Given instruction:
Please continue the news item below on China's 72-hour visa-free transit scheme, starting after its last sentence.

Supplied text:
The China Daily reported this week that capital of southern China’s Yunnan province will join Shanghai, Beijing and Guangzhou in the visa waiver scheme. Chengdu, the capital of Sichuan province, is also expected to offer the facility in the near future.
The visa-free scheme is applicable to citizens from 45 countries, including all Schengen nations, Russia, UK, US, Canada, Australia, New Zealand, South Korea, Singapore and the UAE. It will allow three days of visa-free travel in and around Kunming, for air passengers holding an onward ticket from Kunming Changshui International Airport to a third destination, no more than 72 hours after their inbound flight.
The initiative is intended to boost tourism and drive Chinese cities’ appeal as stopover hubs. However in Beijing at least, the benefits of the scheme have not been immediately noticeable. The Chinese capital launched the visa waiver programme on 1 January 2013, but in the first six months of the year visitor arrivals to the city actually fell 14%, largely due to declining traffic from Japan and South Korea.

Collected material:
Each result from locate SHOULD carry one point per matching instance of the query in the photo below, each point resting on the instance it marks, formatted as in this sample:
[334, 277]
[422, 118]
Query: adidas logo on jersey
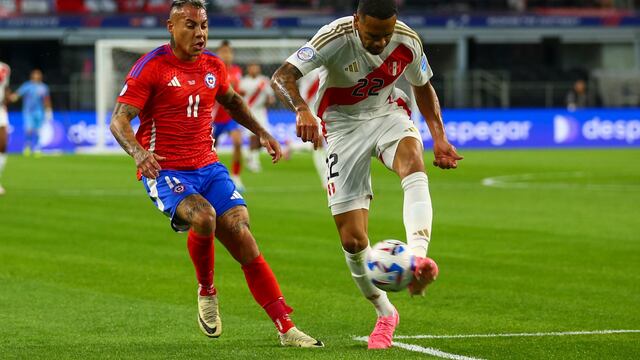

Exercise result:
Guangzhou launched the scheme earlier this month, with local airline China Southern aiming to drive stopover traffic on its so-called ‘Canton Route’ between Australia and Europe. And with Air China and other international carriers expanding their operations at Chengdu, the Sichuan capital could also benefit from a rise in transit tourists.
But while Kunming offers a significant number of local attractions, such as the UNESCO-listed Stone Forest, the lack of a major international airline based at the city could see it struggle to generate significant transit passenger traffic to drive interest in the visa waiver programme.